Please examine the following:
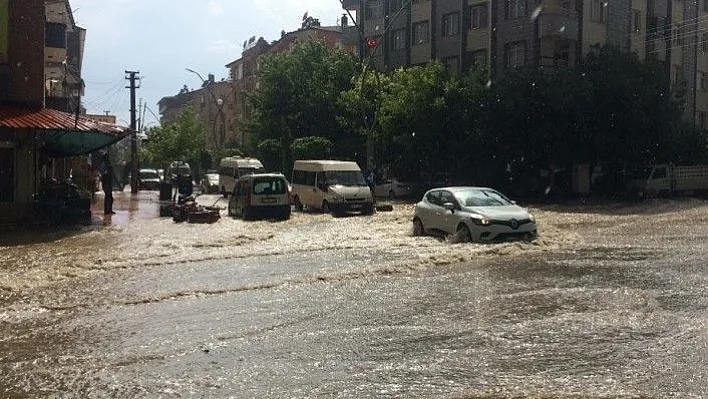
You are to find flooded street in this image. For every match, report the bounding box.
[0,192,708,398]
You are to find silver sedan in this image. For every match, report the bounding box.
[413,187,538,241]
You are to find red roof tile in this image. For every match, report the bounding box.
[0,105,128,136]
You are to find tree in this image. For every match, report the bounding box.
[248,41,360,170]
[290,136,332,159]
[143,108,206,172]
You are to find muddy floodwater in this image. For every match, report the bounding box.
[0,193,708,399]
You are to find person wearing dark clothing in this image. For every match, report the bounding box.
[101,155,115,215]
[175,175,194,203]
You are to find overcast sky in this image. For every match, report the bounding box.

===============

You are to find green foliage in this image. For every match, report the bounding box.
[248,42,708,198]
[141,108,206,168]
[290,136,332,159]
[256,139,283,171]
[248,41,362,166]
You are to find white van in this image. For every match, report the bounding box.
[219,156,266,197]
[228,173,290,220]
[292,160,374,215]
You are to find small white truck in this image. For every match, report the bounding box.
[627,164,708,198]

===============

## TASK PROMPT
Copy out the rows verbatim, starting with the line containing "You are to find person" and ending with the line containing "You are to find overcast", including both of those lines.

## ANSWER FOR THE TASK
You are to find person wearing dark clothing in this image. For every match, report the bounding box.
[101,155,115,215]
[175,175,194,203]
You are to find overcast sky in this image. For every match, report the bounding box.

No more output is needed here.